• **DATA TO USE**:
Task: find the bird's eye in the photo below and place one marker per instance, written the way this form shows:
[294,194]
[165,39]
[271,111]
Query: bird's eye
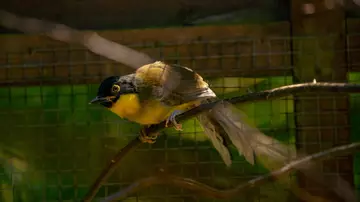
[115,89]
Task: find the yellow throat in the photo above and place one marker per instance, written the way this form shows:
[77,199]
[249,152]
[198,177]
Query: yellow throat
[148,112]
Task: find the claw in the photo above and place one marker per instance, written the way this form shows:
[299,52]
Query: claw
[171,119]
[147,138]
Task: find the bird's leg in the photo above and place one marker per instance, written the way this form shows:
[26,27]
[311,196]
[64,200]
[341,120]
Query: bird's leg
[147,138]
[171,119]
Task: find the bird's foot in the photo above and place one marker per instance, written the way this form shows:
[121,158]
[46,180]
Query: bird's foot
[147,138]
[171,119]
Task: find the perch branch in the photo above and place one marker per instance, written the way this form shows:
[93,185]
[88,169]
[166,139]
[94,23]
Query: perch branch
[255,96]
[208,191]
[91,40]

• **PROBLEM TO WORK ON**:
Find the word "written" in the records and pull out each line that has it.

• **SOLUTION BELOW**:
Task: find the bird's eye in the photo below and place one marker per instance, written the way this form shows:
Task: find the yellow throat in the photo above and place one marker per instance, written the way this form shows:
Task: find the claw in the photo above and place one marker per instance, written the way this form shows:
Task: find the bird's leg in the photo above and place one marker per instance, written the way this form shows:
Task: find the bird's foot in the photo above and place one marker per instance, written the way this form shows:
Task: find the perch branch in the photo above and place one marker per instance, written the way this form shows:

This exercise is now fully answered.